## Task list
1. In the forum post on improving search, what price does XenForo charge for its ElasticSearch plugin?
2. Please resume the forum post on improving search, carrying on from its last sentence.
═════ Document section ═════
Arantor

  • As powerful as possible, as complex as necessary.
  • Posts: 14,278
Improving search
« on August 9th, 2013, 07:40 AM »
So I've been thinking about searching and the way searching works and I've concluded a number of things.

1. I want Sphinx and ElasticSearch in the core
Both Sphinx and ElasticSearch are pretty mature. Both have live update features now, so there's no reason we can't support them both with a sort of push mechanism (rather than Sphinx's pull mentality, like the old API was geared for)... the API needs rewriting to support either anyway and I might as well do it all together.

2. I want to natively support other types of data than posts.
The current setup doesn't support anything other than posts and I want to natively offer support for other stuff - calendar, helpdesk etc. The backend can support these extra things with some work, and pushing these also allows nice support in both ES and Sphinx.

3. It adds some nice feature parity with other systems without adding a ton of headaches for support.
XenForo offers ES with a $60 plugin, though I'm not entirely sure why. IPB has Sphinx in the core. Neither appears to have a huge support overhead because of them. And for the most part once they're done, they're done from our point of view.

4. The most controversial aspect of this is what I want to propose last: ditching unindexed searching.
═════ Given entries ═════
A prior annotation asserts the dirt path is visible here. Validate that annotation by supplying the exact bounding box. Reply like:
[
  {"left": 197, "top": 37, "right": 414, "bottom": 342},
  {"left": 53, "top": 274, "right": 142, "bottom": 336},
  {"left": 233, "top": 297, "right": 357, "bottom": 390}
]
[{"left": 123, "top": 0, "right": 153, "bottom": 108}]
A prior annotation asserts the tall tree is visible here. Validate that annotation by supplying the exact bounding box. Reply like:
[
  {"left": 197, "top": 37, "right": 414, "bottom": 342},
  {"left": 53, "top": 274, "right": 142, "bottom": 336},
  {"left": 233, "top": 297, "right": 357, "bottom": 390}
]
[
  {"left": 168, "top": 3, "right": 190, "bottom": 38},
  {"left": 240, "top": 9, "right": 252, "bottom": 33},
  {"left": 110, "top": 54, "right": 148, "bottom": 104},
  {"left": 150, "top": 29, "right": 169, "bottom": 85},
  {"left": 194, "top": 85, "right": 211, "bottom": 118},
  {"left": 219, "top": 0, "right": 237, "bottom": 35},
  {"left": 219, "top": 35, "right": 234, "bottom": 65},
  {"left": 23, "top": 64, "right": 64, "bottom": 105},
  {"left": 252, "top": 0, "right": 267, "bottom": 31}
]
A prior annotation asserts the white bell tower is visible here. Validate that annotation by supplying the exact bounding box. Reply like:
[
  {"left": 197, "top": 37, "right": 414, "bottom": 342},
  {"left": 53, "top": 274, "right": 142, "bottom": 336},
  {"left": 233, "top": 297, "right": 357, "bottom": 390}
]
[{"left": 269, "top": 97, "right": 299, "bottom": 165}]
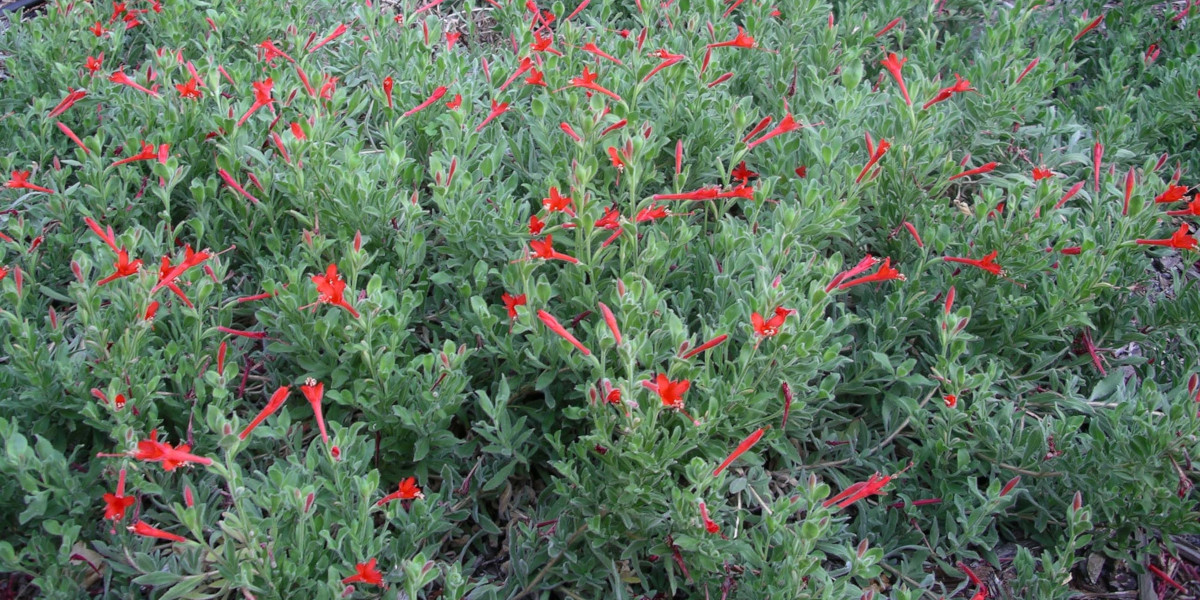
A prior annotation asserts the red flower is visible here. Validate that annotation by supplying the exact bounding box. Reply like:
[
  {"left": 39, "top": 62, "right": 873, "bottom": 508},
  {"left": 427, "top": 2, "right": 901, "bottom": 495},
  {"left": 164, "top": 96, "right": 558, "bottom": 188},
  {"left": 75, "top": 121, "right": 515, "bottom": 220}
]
[
  {"left": 308, "top": 23, "right": 347, "bottom": 53},
  {"left": 238, "top": 77, "right": 275, "bottom": 127},
  {"left": 822, "top": 473, "right": 892, "bottom": 509},
  {"left": 46, "top": 88, "right": 88, "bottom": 119},
  {"left": 920, "top": 73, "right": 979, "bottom": 110},
  {"left": 730, "top": 161, "right": 758, "bottom": 185},
  {"left": 942, "top": 250, "right": 1004, "bottom": 275},
  {"left": 113, "top": 142, "right": 168, "bottom": 167},
  {"left": 300, "top": 377, "right": 329, "bottom": 445},
  {"left": 538, "top": 312, "right": 592, "bottom": 356},
  {"left": 1166, "top": 196, "right": 1200, "bottom": 217},
  {"left": 4, "top": 170, "right": 54, "bottom": 193},
  {"left": 301, "top": 263, "right": 359, "bottom": 318},
  {"left": 103, "top": 493, "right": 137, "bottom": 521},
  {"left": 403, "top": 85, "right": 457, "bottom": 116},
  {"left": 679, "top": 334, "right": 730, "bottom": 360},
  {"left": 880, "top": 52, "right": 912, "bottom": 106},
  {"left": 608, "top": 146, "right": 625, "bottom": 173},
  {"left": 529, "top": 215, "right": 546, "bottom": 235},
  {"left": 84, "top": 217, "right": 142, "bottom": 286},
  {"left": 342, "top": 558, "right": 383, "bottom": 586},
  {"left": 238, "top": 385, "right": 292, "bottom": 439},
  {"left": 642, "top": 373, "right": 691, "bottom": 409},
  {"left": 700, "top": 500, "right": 721, "bottom": 535},
  {"left": 854, "top": 133, "right": 892, "bottom": 184},
  {"left": 108, "top": 71, "right": 158, "bottom": 97},
  {"left": 838, "top": 258, "right": 905, "bottom": 289},
  {"left": 84, "top": 53, "right": 104, "bottom": 76},
  {"left": 1135, "top": 223, "right": 1198, "bottom": 250},
  {"left": 1154, "top": 186, "right": 1188, "bottom": 204},
  {"left": 707, "top": 26, "right": 758, "bottom": 49},
  {"left": 500, "top": 292, "right": 528, "bottom": 319},
  {"left": 128, "top": 521, "right": 187, "bottom": 542},
  {"left": 475, "top": 100, "right": 509, "bottom": 133},
  {"left": 526, "top": 68, "right": 546, "bottom": 88},
  {"left": 529, "top": 235, "right": 580, "bottom": 264},
  {"left": 175, "top": 77, "right": 204, "bottom": 100},
  {"left": 570, "top": 66, "right": 620, "bottom": 102},
  {"left": 103, "top": 469, "right": 137, "bottom": 521},
  {"left": 713, "top": 427, "right": 767, "bottom": 478},
  {"left": 949, "top": 162, "right": 1000, "bottom": 181},
  {"left": 746, "top": 113, "right": 804, "bottom": 150},
  {"left": 376, "top": 478, "right": 425, "bottom": 506},
  {"left": 123, "top": 430, "right": 212, "bottom": 472},
  {"left": 750, "top": 306, "right": 792, "bottom": 337},
  {"left": 541, "top": 186, "right": 575, "bottom": 217}
]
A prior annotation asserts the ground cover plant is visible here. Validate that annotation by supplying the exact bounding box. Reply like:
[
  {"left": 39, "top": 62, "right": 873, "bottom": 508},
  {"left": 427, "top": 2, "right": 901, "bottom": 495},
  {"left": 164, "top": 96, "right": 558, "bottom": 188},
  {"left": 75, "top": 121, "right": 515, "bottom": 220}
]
[{"left": 0, "top": 0, "right": 1200, "bottom": 600}]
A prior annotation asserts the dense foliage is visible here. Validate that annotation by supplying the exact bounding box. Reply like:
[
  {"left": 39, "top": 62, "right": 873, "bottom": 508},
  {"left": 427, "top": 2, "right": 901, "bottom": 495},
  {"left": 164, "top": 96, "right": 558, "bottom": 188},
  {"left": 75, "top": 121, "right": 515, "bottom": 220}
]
[{"left": 0, "top": 0, "right": 1200, "bottom": 600}]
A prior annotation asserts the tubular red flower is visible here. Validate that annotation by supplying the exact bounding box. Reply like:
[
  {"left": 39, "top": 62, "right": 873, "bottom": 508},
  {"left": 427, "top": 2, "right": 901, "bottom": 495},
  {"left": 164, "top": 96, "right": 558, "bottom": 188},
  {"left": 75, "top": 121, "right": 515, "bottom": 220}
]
[
  {"left": 746, "top": 113, "right": 804, "bottom": 150},
  {"left": 529, "top": 235, "right": 580, "bottom": 264},
  {"left": 922, "top": 73, "right": 978, "bottom": 110},
  {"left": 854, "top": 133, "right": 892, "bottom": 184},
  {"left": 128, "top": 521, "right": 188, "bottom": 542},
  {"left": 1121, "top": 167, "right": 1134, "bottom": 215},
  {"left": 301, "top": 263, "right": 359, "bottom": 318},
  {"left": 713, "top": 427, "right": 766, "bottom": 478},
  {"left": 700, "top": 500, "right": 721, "bottom": 535},
  {"left": 402, "top": 85, "right": 448, "bottom": 117},
  {"left": 300, "top": 377, "right": 329, "bottom": 445},
  {"left": 707, "top": 26, "right": 758, "bottom": 49},
  {"left": 880, "top": 52, "right": 912, "bottom": 106},
  {"left": 238, "top": 78, "right": 274, "bottom": 127},
  {"left": 46, "top": 88, "right": 88, "bottom": 119},
  {"left": 679, "top": 334, "right": 730, "bottom": 360},
  {"left": 1154, "top": 185, "right": 1188, "bottom": 204},
  {"left": 942, "top": 250, "right": 1004, "bottom": 275},
  {"left": 838, "top": 258, "right": 905, "bottom": 289},
  {"left": 1134, "top": 223, "right": 1198, "bottom": 250},
  {"left": 822, "top": 473, "right": 892, "bottom": 509},
  {"left": 1070, "top": 14, "right": 1104, "bottom": 42},
  {"left": 342, "top": 556, "right": 381, "bottom": 586},
  {"left": 4, "top": 170, "right": 54, "bottom": 193},
  {"left": 538, "top": 310, "right": 592, "bottom": 356},
  {"left": 779, "top": 382, "right": 794, "bottom": 431}
]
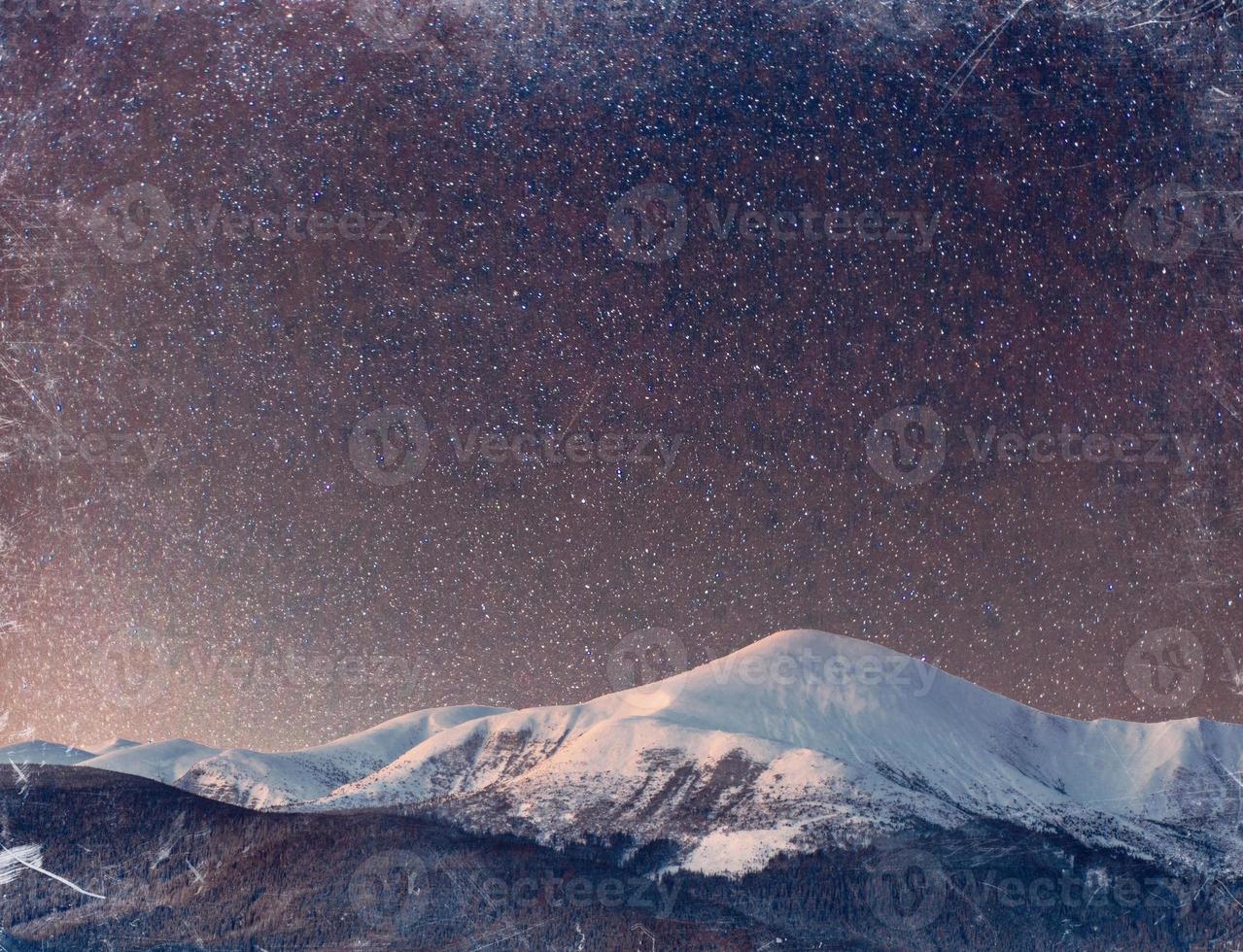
═════
## Exercise results
1. $60.

2.
Right now, the default searching method in Wedge is as it is in SMF: no index. It's slow, and doesn't scale beyond a few tens of thousands at peak. In fact, where we are right now on wedge.org is probably about the limit of what we can do with an unindexed DB before performance starts to go nuts. (40k is really the upper limit)

Now, partly this is because we've never configured it to be anything else, and most people just wouldn't know to do so because they wouldn't know any better. Now that's fine, because we know that people don't generally touch the settings unless they're directed - but using the search index would deliver better search performance from about 1k posts and up (and largely a push in performance terms for where things are right now for fresh installs)

I see no reason why 'no index' ever needs to be a valid search type. I'd suggest dropping that entirely and using the 'no index' option to mean 'no searching'. And then leaving the other index types to be actual index types, which would simplify the search code as well (and properly allow for it all to be segregated back to the APIs, some of which has already occurred but plenty more still to do)

This would leave us with three working search types (standard - formally known as custom, ES, Sphinx), of which 'custom' would be set as default on installation and would be populating posts as they are created (rather than having to deal with a huge index creation at once)

ES and Sphinx are both VPS level options, but there's no reason we can't have people pushing content to these indexes while using the custom index - plus of course there are always options for rebuilding indexes.


Does any of this make sense? Any questions?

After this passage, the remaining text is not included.